中国湖南省でまたしても痛ましい事件が発生しました。11月19日朝、小学校前で車が児童らをはね、複数の児童が負傷、病院に搬送されました。広東省の無差別殺傷事件からわずか数日後の出来事であり、中国社会に衝撃が走っています。今回の事件は、中国社会の根深い問題を浮き彫りにしていると言えるでしょう。
繰り返される悲劇:中国社会の闇
習近平国家主席は広東省の事件を受け、異例の早さで治安対策の徹底を指示しました。さらに広東省当局は、「8つの『喪失者』」と定義される、職を失った人、人生に失意を抱える人、人間関係に問題を抱える人、精神的に不安定な人などを重点的に監視するよう指示を出しました。しかし、このような締め付け強化にもかかわらず、今回の事件が発生したことは、中国社会の不安定さを示しています。
小学校前で起きた事件の様子。複数の児童が負傷したと報じられている。
「社会への報復」:SNSで囁かれる不安
地元警察は39歳の男を拘束し、取り調べを行っていますが、動機については明らかにしていません。一方で、中国のSNS上では「社会への報復」という言葉が注目を集めています。今回の事件直後にも、「最近、同様の事件が多すぎる。社会への報復なのか?」「不公平な社会への報復が原因だ」といった声が多数上がりました。

課題. 湖南省の小学校前で起きた事件についての記事を、最後の文の後から書き継ぐこと。

提供資料.
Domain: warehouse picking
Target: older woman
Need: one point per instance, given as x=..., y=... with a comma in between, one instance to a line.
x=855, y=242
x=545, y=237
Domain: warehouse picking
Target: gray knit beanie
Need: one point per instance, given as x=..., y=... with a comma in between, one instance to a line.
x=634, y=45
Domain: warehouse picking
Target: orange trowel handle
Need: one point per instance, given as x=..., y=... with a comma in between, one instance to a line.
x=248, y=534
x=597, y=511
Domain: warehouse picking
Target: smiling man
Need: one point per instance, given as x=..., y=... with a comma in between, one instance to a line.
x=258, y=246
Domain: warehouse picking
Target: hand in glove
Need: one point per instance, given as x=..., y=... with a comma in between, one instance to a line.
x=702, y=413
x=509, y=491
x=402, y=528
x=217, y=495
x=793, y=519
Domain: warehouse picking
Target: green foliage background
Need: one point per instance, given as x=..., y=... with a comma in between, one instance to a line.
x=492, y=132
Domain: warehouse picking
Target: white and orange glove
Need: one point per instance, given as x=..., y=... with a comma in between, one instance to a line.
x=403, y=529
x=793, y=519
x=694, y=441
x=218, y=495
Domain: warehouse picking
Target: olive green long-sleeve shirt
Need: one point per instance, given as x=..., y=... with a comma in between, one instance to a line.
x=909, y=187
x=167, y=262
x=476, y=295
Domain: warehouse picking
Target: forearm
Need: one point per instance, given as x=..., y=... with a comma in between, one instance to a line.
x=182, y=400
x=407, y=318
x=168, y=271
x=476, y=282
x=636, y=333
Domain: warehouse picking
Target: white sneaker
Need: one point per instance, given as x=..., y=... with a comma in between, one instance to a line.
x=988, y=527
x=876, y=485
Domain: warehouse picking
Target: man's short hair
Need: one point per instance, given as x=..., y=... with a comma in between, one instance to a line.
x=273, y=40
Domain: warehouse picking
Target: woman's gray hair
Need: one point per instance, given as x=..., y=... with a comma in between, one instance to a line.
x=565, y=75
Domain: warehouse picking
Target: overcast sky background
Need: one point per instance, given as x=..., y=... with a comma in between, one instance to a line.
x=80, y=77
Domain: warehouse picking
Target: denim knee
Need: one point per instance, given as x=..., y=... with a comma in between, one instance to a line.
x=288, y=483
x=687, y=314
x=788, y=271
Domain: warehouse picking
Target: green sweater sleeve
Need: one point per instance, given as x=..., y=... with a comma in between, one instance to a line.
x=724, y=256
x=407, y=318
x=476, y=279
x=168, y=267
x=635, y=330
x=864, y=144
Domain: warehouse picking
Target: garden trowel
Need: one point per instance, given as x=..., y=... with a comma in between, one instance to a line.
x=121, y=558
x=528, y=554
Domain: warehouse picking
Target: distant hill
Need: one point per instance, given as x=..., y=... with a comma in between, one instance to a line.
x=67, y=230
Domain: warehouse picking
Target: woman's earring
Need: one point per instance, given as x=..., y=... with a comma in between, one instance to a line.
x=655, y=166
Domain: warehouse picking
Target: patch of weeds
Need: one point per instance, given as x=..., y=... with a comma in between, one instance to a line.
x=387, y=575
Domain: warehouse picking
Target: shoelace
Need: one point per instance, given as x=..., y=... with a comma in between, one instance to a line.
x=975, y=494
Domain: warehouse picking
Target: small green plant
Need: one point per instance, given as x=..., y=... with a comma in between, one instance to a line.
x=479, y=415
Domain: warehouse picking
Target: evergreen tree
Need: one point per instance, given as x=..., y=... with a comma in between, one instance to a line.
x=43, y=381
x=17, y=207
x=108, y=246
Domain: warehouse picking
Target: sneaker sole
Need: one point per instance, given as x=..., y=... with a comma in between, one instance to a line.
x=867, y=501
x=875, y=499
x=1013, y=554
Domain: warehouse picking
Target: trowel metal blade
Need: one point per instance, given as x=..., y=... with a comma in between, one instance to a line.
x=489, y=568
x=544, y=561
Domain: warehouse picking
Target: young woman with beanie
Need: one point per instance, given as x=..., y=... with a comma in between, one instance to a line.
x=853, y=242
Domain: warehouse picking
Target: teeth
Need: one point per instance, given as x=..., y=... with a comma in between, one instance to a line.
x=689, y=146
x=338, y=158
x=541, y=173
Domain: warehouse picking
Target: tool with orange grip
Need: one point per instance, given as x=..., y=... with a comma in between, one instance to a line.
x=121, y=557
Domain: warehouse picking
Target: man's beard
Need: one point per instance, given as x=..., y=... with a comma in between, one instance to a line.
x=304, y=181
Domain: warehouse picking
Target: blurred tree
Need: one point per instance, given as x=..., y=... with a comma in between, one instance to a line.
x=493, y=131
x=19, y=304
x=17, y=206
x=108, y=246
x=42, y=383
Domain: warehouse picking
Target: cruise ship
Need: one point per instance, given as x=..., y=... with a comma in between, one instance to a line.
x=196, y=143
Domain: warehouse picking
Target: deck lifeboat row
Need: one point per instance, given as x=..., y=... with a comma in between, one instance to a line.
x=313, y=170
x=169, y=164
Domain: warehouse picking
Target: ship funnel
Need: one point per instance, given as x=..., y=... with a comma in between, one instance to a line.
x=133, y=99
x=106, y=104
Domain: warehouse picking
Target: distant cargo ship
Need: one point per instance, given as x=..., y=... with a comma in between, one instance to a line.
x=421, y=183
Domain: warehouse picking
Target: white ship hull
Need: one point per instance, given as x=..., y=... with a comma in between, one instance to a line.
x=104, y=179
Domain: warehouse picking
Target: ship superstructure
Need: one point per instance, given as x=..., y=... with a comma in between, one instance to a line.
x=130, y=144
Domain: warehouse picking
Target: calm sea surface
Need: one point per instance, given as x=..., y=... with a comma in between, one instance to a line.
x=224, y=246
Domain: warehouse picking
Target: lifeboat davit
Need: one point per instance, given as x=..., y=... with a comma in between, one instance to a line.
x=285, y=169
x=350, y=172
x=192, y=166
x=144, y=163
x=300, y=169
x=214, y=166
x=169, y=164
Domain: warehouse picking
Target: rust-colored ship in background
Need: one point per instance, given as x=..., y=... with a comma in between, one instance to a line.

課題の解答.
習近平国家主席は治安対策の徹底を指示したが、事件は後を絶たない。
監視社会の限界:中国式治安対策の行き詰まり
中国政府は「世界で一番安全な国」と主張していますが、その安全は監視カメラの設置や携帯電話の情報監視といった強権的な手法に基づいています。しかし、今回の事件のように、犯人が逃げる意思を持たず、自暴自棄になって社会への不満を爆発させるケースでは、従来の監視による抑止は効果を発揮しません。
中国のSNSでは「社会への報復」という言葉が拡散している。
中国社会の未来:不安と課題
中国社会における無差別殺傷事件の増加は、社会の不安定さを象徴しています。監視強化だけでは根本的な解決には至らず、社会の不満や格差への対策が急務となっています。今後の中国社会の動向に注目が集まります。